5 6LoWPAN Fragmentation and Reassembly
If you take away only three things from this chapter:
- Fragmentation exists because IPv6 packets are too big for 802.15.4 frames – IPv6 requires a 1280-byte minimum MTU, but IEEE 802.15.4 frames carry only ~102 usable bytes, so 6LoWPAN splits large packets into numbered fragments (FRAG1 + FRAGN) that the receiver reassembles using datagram tags and offset fields.
- Reliability drops exponentially with fragment count – if ANY single fragment is lost, the entire datagram is discarded. At a 5% per-frame loss rate, a 12-fragment packet has only a 54% chance of successful delivery, making fragmentation the biggest reliability risk in 6LoWPAN networks.
- The best strategy is to avoid fragmentation entirely – keep application payloads under 60-100 bytes so they fit in a single compressed frame. For unavoidably large transfers, use CoAP block-wise transfer instead of relying on 6LoWPAN fragmentation.
5.1 Learning Objectives
By the end of this chapter, you will be able to:
- Explain Fragmentation Need: Justify why IPv6’s 1280-byte MTU requires fragmentation over 802.15.4’s 127-byte frame limit
- Analyze Fragment Headers: Distinguish FRAG1 and FRAGN header fields and their roles in reassembly
- Calculate Reliability Impact: Compute end-to-end delivery probability as a function of fragment count and per-frame loss rate
- Design Reassembly Buffers: Implement buffer management strategies for fragment collection on constrained devices
- Evaluate Fragmentation Alternatives: Compare 6LoWPAN fragmentation with CoAP block-wise transfer and assess trade-offs for different payload sizes
IPv6 packets are too large for the small radio frames used by IoT devices, so 6LoWPAN breaks them into smaller pieces (fragments) for transmission and reassembles them on the other end. Think of it like moving a large piece of furniture through a narrow doorway – you take it apart, carry it through, and put it back together.

Saved data entries:
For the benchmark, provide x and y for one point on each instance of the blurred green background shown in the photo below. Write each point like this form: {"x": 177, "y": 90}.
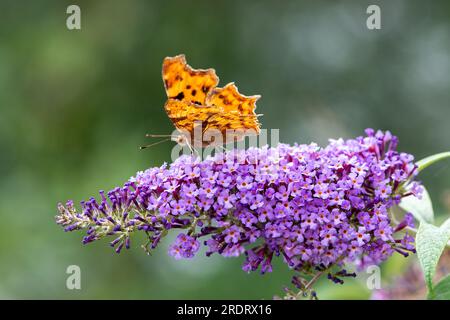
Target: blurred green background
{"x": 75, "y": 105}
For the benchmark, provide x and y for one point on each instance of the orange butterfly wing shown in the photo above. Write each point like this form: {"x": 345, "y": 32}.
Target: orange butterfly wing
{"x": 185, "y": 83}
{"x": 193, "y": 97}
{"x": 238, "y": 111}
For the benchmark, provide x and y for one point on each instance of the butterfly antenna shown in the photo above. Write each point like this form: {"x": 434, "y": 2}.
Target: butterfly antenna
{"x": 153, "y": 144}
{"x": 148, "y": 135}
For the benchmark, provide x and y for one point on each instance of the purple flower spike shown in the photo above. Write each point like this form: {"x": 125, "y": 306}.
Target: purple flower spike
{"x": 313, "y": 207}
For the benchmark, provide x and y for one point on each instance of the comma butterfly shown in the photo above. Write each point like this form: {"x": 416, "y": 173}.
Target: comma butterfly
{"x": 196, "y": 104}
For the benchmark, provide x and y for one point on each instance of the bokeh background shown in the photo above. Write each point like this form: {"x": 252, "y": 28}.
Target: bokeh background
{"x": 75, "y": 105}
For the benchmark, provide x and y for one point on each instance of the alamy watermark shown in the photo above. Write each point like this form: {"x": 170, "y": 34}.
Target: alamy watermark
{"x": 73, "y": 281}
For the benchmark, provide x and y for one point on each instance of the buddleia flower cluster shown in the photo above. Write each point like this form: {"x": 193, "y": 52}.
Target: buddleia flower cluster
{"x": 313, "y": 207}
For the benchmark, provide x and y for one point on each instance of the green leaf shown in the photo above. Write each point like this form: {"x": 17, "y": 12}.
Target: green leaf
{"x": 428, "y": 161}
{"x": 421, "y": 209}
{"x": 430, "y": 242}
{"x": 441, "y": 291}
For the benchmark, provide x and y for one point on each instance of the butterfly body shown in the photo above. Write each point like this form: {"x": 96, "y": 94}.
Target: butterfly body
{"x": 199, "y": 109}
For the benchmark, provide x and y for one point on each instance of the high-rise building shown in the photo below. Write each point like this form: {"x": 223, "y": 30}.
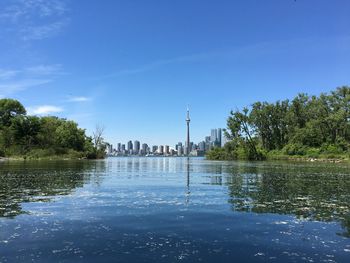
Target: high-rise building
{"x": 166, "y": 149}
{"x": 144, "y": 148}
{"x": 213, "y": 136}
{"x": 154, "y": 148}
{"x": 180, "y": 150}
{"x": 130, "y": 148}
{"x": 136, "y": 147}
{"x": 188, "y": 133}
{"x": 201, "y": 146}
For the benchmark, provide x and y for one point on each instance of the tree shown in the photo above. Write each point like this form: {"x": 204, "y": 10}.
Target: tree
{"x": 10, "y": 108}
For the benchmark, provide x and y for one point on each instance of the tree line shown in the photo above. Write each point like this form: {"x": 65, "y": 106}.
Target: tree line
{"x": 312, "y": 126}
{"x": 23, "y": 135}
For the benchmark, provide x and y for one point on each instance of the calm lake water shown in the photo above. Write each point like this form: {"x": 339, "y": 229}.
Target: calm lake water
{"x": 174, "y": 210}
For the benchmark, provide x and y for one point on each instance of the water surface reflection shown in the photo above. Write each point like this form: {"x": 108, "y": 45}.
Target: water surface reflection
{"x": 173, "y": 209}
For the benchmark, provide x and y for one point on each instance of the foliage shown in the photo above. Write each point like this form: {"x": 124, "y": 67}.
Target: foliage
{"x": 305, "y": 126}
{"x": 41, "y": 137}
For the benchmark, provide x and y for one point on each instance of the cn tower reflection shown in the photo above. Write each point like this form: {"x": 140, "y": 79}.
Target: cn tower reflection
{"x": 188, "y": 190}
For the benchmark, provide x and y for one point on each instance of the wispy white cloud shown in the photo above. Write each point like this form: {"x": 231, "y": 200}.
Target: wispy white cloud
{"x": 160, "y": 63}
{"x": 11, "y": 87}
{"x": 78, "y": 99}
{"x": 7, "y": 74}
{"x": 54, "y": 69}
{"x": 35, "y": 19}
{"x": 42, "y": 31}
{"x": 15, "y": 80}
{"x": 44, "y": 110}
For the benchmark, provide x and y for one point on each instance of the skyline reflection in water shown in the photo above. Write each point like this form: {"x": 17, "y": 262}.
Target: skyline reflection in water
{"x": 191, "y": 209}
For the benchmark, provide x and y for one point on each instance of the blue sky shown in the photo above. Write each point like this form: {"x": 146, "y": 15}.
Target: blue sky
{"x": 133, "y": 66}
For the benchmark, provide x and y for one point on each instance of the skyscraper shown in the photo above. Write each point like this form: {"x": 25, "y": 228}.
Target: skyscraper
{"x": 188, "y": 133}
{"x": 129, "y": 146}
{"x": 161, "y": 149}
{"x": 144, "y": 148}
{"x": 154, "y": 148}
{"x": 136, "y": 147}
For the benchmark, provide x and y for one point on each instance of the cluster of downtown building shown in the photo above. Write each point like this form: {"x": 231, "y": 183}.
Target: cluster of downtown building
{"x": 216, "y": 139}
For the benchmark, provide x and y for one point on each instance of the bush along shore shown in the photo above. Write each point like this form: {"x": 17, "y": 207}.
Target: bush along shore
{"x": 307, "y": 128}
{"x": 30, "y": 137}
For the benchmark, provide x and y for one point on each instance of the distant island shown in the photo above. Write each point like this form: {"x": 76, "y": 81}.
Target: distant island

## Written exercise A
In the 6LoWPAN fragmentation chapter, what is the chance that a 12-fragment packet is delivered successfully at a 5% per-frame loss rate?
## Written exercise B
Resume the 6LoWPAN fragmentation chapter after its final sentence and write the next part.

## Written reply A
Only 54%.

## Written reply B
“Imagine you have a beautiful poster, but the door is too narrow to carry it through,” said Max the Microcontroller. “So you cut it into strips, carry each strip through, and tape them back together on the other side. That is fragmentation!”
Sammy the Sensor looked worried. “But what if one strip gets lost?” Max sighed. “That is the big problem! If even one piece is missing, the whole poster is ruined. You have to throw everything away and start over. With a 5% chance of losing each strip, a poster cut into 12 strips only has a 54% chance of making it through intact.”
“That sounds terrible!” gasped Bella the Battery. “And every lost poster means I waste energy sending it all over again!” Lila the LED nodded wisely. “That is why the golden rule of 6LoWPAN is: keep your messages small enough to fit through the door in one piece – under 60 to 100 bytes. No cutting, no taping, no lost pieces!”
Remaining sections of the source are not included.